Task description:
Output the full listing word for word.

Named-object pointing records:

Begin

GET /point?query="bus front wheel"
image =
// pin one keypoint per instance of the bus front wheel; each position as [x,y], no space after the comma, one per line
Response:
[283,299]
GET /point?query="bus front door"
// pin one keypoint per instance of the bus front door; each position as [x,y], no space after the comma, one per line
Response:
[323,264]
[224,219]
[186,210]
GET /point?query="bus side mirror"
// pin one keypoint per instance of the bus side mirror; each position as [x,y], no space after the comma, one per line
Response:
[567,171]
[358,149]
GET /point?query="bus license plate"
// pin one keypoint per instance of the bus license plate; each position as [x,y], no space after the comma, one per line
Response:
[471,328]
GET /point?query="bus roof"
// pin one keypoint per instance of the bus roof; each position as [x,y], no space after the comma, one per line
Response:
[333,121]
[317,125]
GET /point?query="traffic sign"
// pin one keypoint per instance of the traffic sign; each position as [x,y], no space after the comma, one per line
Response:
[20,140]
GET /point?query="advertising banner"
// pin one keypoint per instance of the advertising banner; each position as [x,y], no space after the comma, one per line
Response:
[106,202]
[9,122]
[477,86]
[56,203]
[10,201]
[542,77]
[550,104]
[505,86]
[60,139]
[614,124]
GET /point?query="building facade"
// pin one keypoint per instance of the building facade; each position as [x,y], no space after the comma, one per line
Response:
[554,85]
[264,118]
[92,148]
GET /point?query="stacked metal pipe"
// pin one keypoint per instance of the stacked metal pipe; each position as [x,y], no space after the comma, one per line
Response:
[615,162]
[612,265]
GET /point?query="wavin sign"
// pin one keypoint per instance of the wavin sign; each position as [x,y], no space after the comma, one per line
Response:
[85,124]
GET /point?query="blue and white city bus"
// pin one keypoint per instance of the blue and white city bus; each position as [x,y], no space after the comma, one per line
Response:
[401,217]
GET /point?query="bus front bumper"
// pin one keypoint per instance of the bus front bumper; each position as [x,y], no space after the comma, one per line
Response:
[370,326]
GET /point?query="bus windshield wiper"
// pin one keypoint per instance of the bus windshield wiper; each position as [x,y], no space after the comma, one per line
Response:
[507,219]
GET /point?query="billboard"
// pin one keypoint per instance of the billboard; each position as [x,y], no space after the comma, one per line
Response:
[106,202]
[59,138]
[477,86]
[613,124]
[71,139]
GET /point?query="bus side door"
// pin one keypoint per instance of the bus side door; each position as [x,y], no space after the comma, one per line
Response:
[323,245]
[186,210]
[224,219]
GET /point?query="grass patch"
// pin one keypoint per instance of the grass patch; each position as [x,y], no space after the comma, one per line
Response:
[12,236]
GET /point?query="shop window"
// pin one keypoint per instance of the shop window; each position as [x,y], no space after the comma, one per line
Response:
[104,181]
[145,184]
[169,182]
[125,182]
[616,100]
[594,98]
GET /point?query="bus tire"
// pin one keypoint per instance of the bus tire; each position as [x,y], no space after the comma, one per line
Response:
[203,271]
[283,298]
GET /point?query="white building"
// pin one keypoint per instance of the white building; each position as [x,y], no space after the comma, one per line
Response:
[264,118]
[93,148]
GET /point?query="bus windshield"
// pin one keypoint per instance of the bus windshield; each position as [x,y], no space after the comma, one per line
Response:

End

Exercise response:
GET /point?query="bus front wheel"
image =
// pin one keypoint per instance of the bus front wheel; each position as [x,y], no space after the comma, one per line
Response:
[283,299]
GET /point?query="bus front door"
// pin one keypoint per instance of the bus front door; each position as [x,y], no space after the comma, one per line
Response:
[323,264]
[224,219]
[186,210]
GET /point?query="bus side mirror"
// pin one keypoint per instance of the bus side mirror; each position as [x,y], no space after the comma, one per line
Response:
[567,171]
[358,149]
GET /point?query="bus license plate"
// pin one keypoint per instance of the bus license plate; each position as [x,y], no space after the comma, one per line
Response:
[471,328]
GET /point?query="bus roof"
// pin one keypoint per instance of the bus roof; each position as [x,y], no space after the comma, one per line
Response:
[333,121]
[317,125]
GET /point?query="traffic sign"
// pin one keypoint per instance of the traffic sign; each position as [x,y], no space after the comma, one per line
Response:
[20,140]
GET /point?query="advertising banner"
// pin one keypoint per instance of the advertising banner; each position as [x,y], no space after the comma, one per line
Response:
[106,202]
[9,122]
[477,86]
[56,203]
[10,201]
[542,77]
[550,104]
[505,86]
[60,139]
[614,124]
GET /point?query="building facade"
// pin one keypoint per instance of the building facade; each position as [x,y], no space after the comma, one per line
Response:
[554,85]
[264,118]
[92,148]
GET /point?query="stacked metal pipe"
// pin one keypoint per instance of the stacked metal pipe; each position as [x,y], no space after the comma, one per line
Response:
[615,162]
[612,265]
GET /point?query="wavin sign"
// pin one keypoint per instance of the wavin sign; each position as [x,y], no space after the comma, one per line
Response:
[85,124]
GET /point?query="blue and white city bus"
// pin one keypoint per instance of the blue and white city bus; each position as [x,y], no space after the comma, one per line
Response:
[401,217]
GET /point?query="bus front bumper"
// pin one keypoint per instance of the bus front bumper; each position as [x,y], no space after the comma, one per line
Response:
[370,326]
GET /point?query="bus windshield wiper"
// pin one keypoint per instance of the bus windshield wiper; each position as [x,y], no space after the comma, one per line
Response:
[507,219]
GET /point?query="billboard"
// pin one keypoint per instance of the billboard; each position as [x,y], no space after the comma, one per line
Response:
[106,202]
[59,138]
[477,86]
[613,124]
[71,139]
GET /point?query="bus side door"
// pin one keypoint per instance of the bus side door; each position as [x,y], no space after the comma, one per line
Response:
[323,245]
[186,210]
[224,219]
GET /point?query="grass patch"
// pin one keypoint per instance of the grass patch; each position as [x,y], no space after the comma, one per line
Response:
[12,236]
GET /point?query="shop window"
// pin one keypoint per instance of the shop window; each position as [x,y], no space after the comma, one per line
Response:
[104,181]
[145,184]
[169,182]
[125,182]
[616,100]
[594,98]
GET /point?query="bus tire"
// pin one keypoint per instance of the bus tire; each position as [x,y], no space after the comma, one per line
Response:
[203,271]
[283,298]
GET /point?query="white building"
// pin one keypoint per instance of the white building; each position as [x,y], no space after the comma, one per line
Response:
[264,118]
[93,148]
GET /point?query="bus windshield"
// pin one keypoint per instance of the bus windshield; each position as [x,y], no space after the comma, one per line
Response:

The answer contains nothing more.